> Exercise details:
Copy the final lines exactly, starting at the one that contains "Identify the blurred green moss" and ending with the last line of the listing below. Pictures are not part of the copy.

======== Data records

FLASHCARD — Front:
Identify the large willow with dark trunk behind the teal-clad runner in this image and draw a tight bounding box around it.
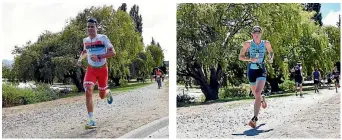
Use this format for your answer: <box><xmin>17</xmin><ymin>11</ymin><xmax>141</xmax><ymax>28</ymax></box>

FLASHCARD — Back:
<box><xmin>177</xmin><ymin>4</ymin><xmax>339</xmax><ymax>101</ymax></box>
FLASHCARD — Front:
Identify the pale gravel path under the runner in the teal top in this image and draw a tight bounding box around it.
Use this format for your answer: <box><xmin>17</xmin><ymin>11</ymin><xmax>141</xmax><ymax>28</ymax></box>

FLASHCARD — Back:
<box><xmin>177</xmin><ymin>90</ymin><xmax>341</xmax><ymax>138</ymax></box>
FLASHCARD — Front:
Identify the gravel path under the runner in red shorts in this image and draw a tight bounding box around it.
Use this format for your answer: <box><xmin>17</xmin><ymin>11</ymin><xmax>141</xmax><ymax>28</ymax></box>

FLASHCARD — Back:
<box><xmin>2</xmin><ymin>83</ymin><xmax>169</xmax><ymax>138</ymax></box>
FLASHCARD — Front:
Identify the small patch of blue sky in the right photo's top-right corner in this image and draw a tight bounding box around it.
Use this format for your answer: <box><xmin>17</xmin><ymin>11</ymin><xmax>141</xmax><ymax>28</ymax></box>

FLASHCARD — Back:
<box><xmin>321</xmin><ymin>3</ymin><xmax>341</xmax><ymax>25</ymax></box>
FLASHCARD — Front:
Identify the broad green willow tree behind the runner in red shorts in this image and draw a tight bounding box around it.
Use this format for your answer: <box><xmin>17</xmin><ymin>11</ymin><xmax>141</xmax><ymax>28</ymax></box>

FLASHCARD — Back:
<box><xmin>13</xmin><ymin>6</ymin><xmax>150</xmax><ymax>92</ymax></box>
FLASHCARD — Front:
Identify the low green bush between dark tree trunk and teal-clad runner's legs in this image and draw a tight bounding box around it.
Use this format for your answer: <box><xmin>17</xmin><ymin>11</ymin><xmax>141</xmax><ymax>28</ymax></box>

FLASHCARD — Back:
<box><xmin>219</xmin><ymin>84</ymin><xmax>250</xmax><ymax>99</ymax></box>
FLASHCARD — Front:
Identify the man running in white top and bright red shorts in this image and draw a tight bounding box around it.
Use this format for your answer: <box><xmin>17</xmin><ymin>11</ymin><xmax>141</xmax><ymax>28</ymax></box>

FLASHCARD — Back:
<box><xmin>77</xmin><ymin>18</ymin><xmax>116</xmax><ymax>129</ymax></box>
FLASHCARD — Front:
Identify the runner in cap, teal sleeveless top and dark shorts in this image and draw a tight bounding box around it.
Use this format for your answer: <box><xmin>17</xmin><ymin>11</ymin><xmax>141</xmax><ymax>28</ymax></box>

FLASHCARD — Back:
<box><xmin>239</xmin><ymin>26</ymin><xmax>274</xmax><ymax>128</ymax></box>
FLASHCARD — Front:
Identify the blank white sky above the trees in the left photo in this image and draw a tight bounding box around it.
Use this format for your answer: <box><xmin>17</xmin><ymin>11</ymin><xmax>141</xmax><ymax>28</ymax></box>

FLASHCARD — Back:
<box><xmin>2</xmin><ymin>2</ymin><xmax>176</xmax><ymax>61</ymax></box>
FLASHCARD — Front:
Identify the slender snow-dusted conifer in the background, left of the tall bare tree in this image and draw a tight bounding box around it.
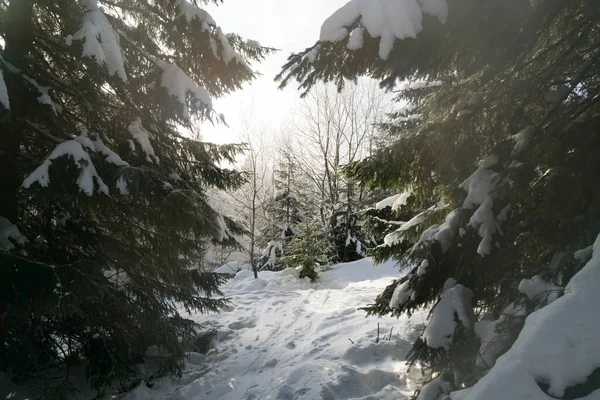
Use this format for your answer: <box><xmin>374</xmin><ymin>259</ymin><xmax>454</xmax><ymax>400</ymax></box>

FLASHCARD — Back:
<box><xmin>260</xmin><ymin>151</ymin><xmax>304</xmax><ymax>271</ymax></box>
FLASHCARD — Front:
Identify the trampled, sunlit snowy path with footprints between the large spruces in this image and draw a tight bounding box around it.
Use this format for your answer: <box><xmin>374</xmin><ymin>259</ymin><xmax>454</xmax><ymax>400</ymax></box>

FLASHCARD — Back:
<box><xmin>127</xmin><ymin>260</ymin><xmax>424</xmax><ymax>400</ymax></box>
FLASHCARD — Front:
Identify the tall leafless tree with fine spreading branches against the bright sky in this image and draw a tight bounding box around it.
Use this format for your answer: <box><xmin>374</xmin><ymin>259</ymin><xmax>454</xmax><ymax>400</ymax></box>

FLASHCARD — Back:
<box><xmin>287</xmin><ymin>81</ymin><xmax>391</xmax><ymax>260</ymax></box>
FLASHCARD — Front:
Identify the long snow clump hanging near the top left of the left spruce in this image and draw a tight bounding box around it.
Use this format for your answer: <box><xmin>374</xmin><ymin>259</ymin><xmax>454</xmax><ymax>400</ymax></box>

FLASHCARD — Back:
<box><xmin>66</xmin><ymin>0</ymin><xmax>127</xmax><ymax>82</ymax></box>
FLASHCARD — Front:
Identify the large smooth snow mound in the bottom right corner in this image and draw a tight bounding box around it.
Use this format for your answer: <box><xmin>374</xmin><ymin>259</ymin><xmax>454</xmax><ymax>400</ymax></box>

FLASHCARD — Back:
<box><xmin>464</xmin><ymin>236</ymin><xmax>600</xmax><ymax>400</ymax></box>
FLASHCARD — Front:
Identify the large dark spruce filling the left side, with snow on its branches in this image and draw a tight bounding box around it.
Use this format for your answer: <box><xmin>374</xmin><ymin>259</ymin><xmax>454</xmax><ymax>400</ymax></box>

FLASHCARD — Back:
<box><xmin>0</xmin><ymin>0</ymin><xmax>271</xmax><ymax>390</ymax></box>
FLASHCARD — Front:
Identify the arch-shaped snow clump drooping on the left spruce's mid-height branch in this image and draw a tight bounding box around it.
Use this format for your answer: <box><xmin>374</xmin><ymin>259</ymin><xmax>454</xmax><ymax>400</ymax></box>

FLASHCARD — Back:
<box><xmin>23</xmin><ymin>139</ymin><xmax>109</xmax><ymax>196</ymax></box>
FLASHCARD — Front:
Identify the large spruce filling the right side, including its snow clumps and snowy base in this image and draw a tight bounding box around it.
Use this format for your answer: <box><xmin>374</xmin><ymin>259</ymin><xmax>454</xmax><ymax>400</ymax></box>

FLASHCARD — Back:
<box><xmin>279</xmin><ymin>0</ymin><xmax>600</xmax><ymax>400</ymax></box>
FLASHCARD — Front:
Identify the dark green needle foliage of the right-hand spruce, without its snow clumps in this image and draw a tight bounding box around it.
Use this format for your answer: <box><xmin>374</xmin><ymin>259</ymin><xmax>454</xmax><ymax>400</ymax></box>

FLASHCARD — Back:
<box><xmin>278</xmin><ymin>0</ymin><xmax>600</xmax><ymax>398</ymax></box>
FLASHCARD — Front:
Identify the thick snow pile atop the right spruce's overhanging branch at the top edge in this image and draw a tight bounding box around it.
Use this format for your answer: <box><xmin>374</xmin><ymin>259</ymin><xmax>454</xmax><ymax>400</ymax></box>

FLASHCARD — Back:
<box><xmin>320</xmin><ymin>0</ymin><xmax>448</xmax><ymax>60</ymax></box>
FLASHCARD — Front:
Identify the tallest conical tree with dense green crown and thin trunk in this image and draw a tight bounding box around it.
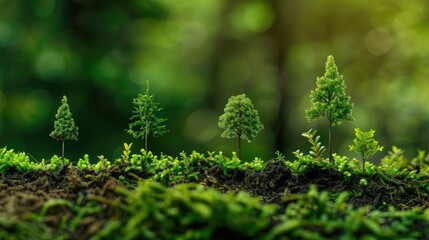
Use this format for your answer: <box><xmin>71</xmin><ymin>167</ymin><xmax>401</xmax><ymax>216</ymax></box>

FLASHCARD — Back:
<box><xmin>305</xmin><ymin>55</ymin><xmax>353</xmax><ymax>163</ymax></box>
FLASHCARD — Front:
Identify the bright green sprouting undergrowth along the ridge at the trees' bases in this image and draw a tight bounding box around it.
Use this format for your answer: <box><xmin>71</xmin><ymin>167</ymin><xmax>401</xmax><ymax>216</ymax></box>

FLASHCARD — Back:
<box><xmin>0</xmin><ymin>144</ymin><xmax>429</xmax><ymax>186</ymax></box>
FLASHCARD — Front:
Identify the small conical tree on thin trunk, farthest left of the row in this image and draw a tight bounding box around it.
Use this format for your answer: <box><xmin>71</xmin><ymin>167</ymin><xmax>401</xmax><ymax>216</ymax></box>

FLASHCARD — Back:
<box><xmin>49</xmin><ymin>96</ymin><xmax>78</xmax><ymax>166</ymax></box>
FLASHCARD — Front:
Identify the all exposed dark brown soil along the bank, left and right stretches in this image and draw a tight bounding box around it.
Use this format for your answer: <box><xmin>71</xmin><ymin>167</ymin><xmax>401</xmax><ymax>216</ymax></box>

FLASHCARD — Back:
<box><xmin>0</xmin><ymin>160</ymin><xmax>429</xmax><ymax>239</ymax></box>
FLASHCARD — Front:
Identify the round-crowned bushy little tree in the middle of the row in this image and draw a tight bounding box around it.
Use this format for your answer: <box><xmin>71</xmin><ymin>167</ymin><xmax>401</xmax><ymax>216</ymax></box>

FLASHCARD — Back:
<box><xmin>219</xmin><ymin>94</ymin><xmax>264</xmax><ymax>159</ymax></box>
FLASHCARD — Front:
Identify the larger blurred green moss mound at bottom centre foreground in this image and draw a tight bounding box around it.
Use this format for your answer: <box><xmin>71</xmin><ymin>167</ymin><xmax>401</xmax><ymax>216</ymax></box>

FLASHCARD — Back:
<box><xmin>94</xmin><ymin>181</ymin><xmax>277</xmax><ymax>239</ymax></box>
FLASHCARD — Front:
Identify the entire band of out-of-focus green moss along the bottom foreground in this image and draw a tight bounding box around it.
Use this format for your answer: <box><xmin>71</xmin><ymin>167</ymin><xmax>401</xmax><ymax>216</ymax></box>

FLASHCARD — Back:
<box><xmin>31</xmin><ymin>180</ymin><xmax>429</xmax><ymax>240</ymax></box>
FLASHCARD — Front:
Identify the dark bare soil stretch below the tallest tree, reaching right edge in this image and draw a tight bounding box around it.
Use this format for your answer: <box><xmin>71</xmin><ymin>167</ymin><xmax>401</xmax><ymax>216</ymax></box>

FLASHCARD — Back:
<box><xmin>201</xmin><ymin>160</ymin><xmax>429</xmax><ymax>210</ymax></box>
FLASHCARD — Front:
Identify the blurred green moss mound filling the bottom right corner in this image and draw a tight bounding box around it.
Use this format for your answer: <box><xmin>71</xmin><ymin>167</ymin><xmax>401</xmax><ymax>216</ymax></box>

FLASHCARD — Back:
<box><xmin>265</xmin><ymin>187</ymin><xmax>429</xmax><ymax>239</ymax></box>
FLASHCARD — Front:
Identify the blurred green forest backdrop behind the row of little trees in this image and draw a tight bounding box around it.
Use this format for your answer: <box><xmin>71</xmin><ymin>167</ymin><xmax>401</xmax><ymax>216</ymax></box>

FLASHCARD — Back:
<box><xmin>0</xmin><ymin>0</ymin><xmax>429</xmax><ymax>161</ymax></box>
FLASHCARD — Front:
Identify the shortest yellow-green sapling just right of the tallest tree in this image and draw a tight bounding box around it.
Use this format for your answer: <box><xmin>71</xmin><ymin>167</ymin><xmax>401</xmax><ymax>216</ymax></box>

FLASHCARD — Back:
<box><xmin>349</xmin><ymin>128</ymin><xmax>383</xmax><ymax>172</ymax></box>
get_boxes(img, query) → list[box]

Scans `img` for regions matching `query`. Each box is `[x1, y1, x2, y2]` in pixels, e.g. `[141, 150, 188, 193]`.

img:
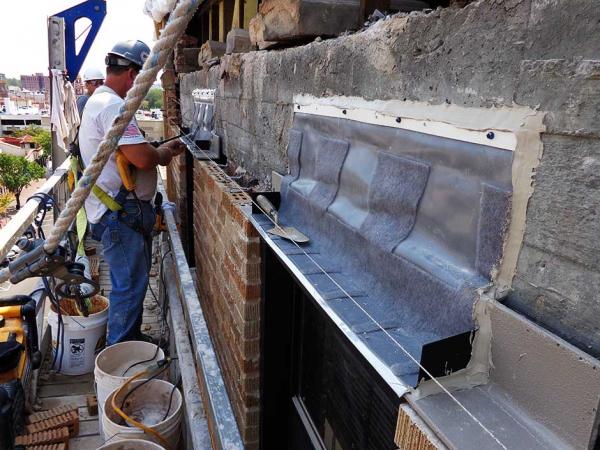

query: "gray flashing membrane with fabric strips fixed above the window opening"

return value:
[253, 113, 513, 387]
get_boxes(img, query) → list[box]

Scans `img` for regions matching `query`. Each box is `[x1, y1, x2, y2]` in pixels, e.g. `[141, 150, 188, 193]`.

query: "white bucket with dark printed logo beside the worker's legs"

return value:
[48, 295, 108, 375]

================

> Answer to the exercise:
Identify the blurred green moss mound filling the bottom right corner in this image and draw a tight bounding box around it.
Use this format for your answer: <box><xmin>71</xmin><ymin>167</ymin><xmax>401</xmax><ymax>216</ymax></box>

FLASHCARD — Back:
<box><xmin>265</xmin><ymin>187</ymin><xmax>429</xmax><ymax>239</ymax></box>
FLASHCARD — Front:
Identify the blurred green forest backdrop behind the row of little trees in this image and draw a tight bounding box around it.
Use this format for your answer: <box><xmin>71</xmin><ymin>167</ymin><xmax>401</xmax><ymax>216</ymax></box>

FLASHCARD — Back:
<box><xmin>0</xmin><ymin>0</ymin><xmax>429</xmax><ymax>161</ymax></box>
FLASHCARD — Front:
Identify the shortest yellow-green sapling just right of the tallest tree in this image and draw a tight bounding box around it.
Use this format for your answer: <box><xmin>71</xmin><ymin>167</ymin><xmax>401</xmax><ymax>216</ymax></box>

FLASHCARD — Back:
<box><xmin>349</xmin><ymin>128</ymin><xmax>383</xmax><ymax>172</ymax></box>
get_boxes(img, query) → list[box]

Scans `img` for regions matching `query`. Each box is `[x1, y1, x2, y2]` in pixels, e.g. `[141, 150, 188, 193]`.

img:

query: "gray flashing membrane with fabric strips fixed above the window opening"

return value:
[253, 113, 513, 387]
get_boxes(img, query) → list[box]

Scans `img` for regions matching `query`. Each box is `[x1, y1, x2, y2]` in pixels, e.g. `[141, 150, 188, 193]`.

query: "white bucket with dark printed logo beside the worker's legs"

return value:
[48, 295, 108, 375]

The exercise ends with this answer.